* What to work on *
Please edit the stretch from the line containing "Indicate the asphalt" through the line containing "Indicate the tall" so that "billboard" becomes "signboard", leaving everything else unchanged. Return only those lines.

-------- Records for the exercise

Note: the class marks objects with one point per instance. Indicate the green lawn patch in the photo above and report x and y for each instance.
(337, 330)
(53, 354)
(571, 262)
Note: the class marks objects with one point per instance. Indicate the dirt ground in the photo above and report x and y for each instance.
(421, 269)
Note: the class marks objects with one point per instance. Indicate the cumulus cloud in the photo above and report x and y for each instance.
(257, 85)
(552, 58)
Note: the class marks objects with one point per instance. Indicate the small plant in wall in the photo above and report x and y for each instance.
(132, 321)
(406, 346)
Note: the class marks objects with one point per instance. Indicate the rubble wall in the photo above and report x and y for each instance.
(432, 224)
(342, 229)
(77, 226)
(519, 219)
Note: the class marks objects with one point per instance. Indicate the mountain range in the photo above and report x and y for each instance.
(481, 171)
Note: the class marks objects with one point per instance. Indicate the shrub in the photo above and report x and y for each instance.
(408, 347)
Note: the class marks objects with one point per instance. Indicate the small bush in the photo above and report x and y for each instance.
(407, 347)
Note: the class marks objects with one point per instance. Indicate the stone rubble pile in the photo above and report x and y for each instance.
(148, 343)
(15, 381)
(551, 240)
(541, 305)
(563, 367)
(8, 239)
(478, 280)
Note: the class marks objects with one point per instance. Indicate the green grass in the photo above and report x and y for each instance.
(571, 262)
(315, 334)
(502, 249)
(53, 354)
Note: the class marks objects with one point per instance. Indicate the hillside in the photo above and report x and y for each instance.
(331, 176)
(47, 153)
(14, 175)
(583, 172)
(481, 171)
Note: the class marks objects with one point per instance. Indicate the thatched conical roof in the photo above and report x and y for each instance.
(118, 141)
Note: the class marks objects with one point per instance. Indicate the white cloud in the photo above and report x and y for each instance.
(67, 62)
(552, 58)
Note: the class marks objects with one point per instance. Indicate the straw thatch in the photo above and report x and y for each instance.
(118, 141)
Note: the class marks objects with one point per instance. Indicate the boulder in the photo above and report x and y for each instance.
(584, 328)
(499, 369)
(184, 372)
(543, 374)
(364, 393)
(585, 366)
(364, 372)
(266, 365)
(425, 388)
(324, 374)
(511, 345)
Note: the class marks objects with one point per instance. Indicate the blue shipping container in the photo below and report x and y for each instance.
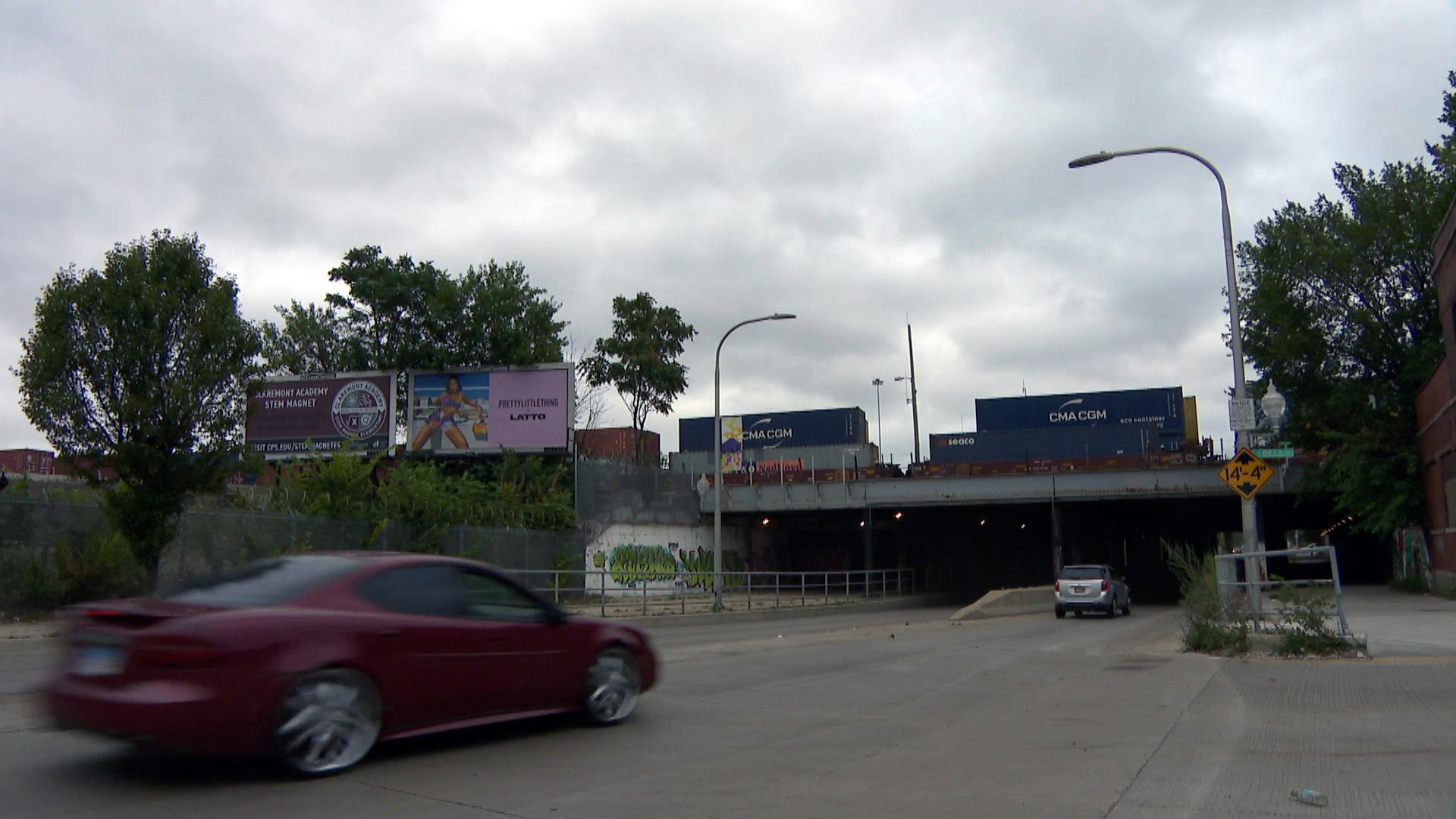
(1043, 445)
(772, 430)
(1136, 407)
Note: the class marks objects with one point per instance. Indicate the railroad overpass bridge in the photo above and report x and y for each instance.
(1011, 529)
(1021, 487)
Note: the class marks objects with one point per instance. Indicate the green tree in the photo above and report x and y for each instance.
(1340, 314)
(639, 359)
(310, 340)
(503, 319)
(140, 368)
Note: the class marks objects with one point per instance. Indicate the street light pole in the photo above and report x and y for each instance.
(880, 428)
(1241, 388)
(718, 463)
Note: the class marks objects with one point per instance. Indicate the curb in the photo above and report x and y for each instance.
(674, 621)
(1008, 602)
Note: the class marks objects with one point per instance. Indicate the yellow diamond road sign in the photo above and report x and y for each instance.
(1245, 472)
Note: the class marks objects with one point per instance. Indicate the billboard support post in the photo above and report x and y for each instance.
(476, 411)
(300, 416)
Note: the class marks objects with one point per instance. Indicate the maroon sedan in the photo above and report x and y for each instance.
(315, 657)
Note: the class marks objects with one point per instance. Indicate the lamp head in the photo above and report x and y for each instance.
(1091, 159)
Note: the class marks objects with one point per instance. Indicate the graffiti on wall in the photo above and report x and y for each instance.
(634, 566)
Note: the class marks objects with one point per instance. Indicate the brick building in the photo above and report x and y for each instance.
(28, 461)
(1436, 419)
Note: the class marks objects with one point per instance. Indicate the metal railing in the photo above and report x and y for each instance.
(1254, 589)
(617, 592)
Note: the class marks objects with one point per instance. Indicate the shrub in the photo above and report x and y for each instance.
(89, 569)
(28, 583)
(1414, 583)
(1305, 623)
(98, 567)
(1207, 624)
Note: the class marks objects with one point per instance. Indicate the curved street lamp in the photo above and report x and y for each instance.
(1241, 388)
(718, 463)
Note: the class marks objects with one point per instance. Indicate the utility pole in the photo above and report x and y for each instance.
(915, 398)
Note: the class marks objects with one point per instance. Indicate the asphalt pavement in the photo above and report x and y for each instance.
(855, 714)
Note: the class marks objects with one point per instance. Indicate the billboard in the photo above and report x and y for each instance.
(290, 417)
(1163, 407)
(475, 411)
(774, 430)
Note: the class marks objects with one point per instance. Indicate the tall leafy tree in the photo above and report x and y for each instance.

----------------
-------- Records for the exercise

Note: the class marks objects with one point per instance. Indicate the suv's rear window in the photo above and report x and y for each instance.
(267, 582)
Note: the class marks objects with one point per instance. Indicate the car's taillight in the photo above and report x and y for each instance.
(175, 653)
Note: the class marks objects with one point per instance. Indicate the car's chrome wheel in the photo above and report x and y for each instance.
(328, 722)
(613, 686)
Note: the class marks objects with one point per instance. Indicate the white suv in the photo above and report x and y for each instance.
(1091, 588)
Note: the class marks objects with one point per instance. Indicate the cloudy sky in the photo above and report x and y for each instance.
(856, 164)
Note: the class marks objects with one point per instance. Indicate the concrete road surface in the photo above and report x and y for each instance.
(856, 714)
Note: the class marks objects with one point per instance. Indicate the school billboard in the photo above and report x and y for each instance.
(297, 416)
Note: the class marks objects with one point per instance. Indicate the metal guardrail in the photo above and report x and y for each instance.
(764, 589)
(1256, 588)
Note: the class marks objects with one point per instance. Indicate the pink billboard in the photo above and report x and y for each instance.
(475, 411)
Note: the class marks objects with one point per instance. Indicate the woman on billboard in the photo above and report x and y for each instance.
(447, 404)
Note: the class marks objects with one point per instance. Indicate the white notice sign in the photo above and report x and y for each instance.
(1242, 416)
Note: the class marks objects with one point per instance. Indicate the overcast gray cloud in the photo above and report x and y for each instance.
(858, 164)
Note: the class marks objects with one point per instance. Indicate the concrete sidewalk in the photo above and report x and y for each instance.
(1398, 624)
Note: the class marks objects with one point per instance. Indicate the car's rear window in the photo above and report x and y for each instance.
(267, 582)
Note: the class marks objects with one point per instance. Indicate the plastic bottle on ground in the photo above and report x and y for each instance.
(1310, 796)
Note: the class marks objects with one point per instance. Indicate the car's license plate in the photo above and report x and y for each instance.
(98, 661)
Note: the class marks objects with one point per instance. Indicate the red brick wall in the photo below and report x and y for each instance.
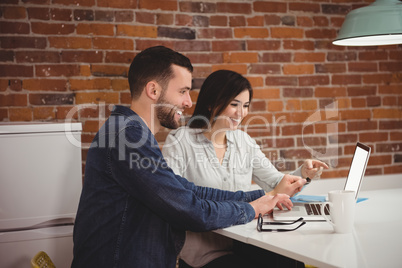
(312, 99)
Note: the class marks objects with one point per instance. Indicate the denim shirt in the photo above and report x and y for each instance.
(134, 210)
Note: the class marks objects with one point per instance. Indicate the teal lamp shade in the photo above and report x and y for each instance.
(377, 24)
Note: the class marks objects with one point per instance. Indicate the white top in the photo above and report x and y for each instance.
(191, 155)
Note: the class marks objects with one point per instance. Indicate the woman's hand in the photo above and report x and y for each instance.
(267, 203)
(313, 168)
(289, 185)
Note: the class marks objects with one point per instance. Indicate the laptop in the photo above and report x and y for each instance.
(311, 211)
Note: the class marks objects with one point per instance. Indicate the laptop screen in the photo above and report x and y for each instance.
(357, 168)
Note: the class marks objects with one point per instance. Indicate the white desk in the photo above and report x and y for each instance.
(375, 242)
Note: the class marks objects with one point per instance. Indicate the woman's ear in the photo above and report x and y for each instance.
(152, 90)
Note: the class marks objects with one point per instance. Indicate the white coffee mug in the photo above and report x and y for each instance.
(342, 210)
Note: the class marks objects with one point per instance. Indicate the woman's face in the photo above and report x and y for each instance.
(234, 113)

----------------

* Reply to the task *
Note: the class marks objects with one point per instance. Indicate the asphalt pavement in the photo above and report x and y for each instance.
(855, 714)
Note: the class marks objects with one point per instance. Indicate the signboard in the photo above and report x and y for each instance.
(290, 417)
(1163, 407)
(475, 411)
(774, 430)
Note: the class marks objects with one point per instance. Indicate the tall leafy tree in the photo above and report x and y for each instance.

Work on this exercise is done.